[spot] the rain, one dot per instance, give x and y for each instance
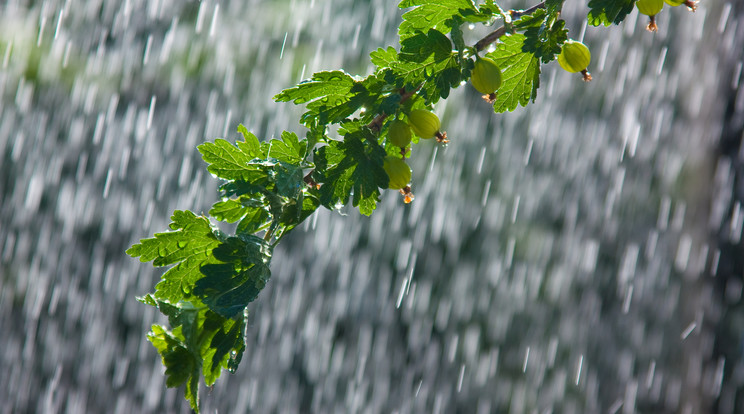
(579, 255)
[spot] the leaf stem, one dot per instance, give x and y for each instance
(496, 34)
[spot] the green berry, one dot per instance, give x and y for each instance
(399, 133)
(574, 57)
(425, 124)
(398, 171)
(486, 76)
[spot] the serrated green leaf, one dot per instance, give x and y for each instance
(520, 73)
(607, 12)
(189, 247)
(554, 6)
(289, 180)
(228, 211)
(290, 149)
(352, 167)
(250, 144)
(181, 366)
(427, 59)
(201, 342)
(542, 40)
(431, 14)
(222, 344)
(231, 162)
(326, 94)
(382, 58)
(228, 287)
(256, 218)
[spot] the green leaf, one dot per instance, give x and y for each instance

- **Assignment**: Your answer must be the full listing, word for word, minus any images.

- **Exercise response**:
[spot] the rain, one dot per instance, give x and y for each instance
(579, 255)
[spot] the leaf stem, one dot per instance, give x and y for each instance
(496, 34)
[spot] the green berry, one dot per instance, give x and y for each instance
(399, 133)
(574, 57)
(425, 124)
(398, 171)
(486, 76)
[spot] the serrated green leaf, one dot per instance, give x and y for each instance
(520, 73)
(607, 12)
(189, 247)
(554, 6)
(289, 180)
(228, 211)
(290, 149)
(352, 167)
(250, 144)
(181, 366)
(427, 59)
(201, 342)
(542, 40)
(431, 14)
(222, 344)
(231, 162)
(326, 94)
(382, 58)
(228, 287)
(256, 218)
[spot] the green leaf, one dot per instance, give x and y for each instance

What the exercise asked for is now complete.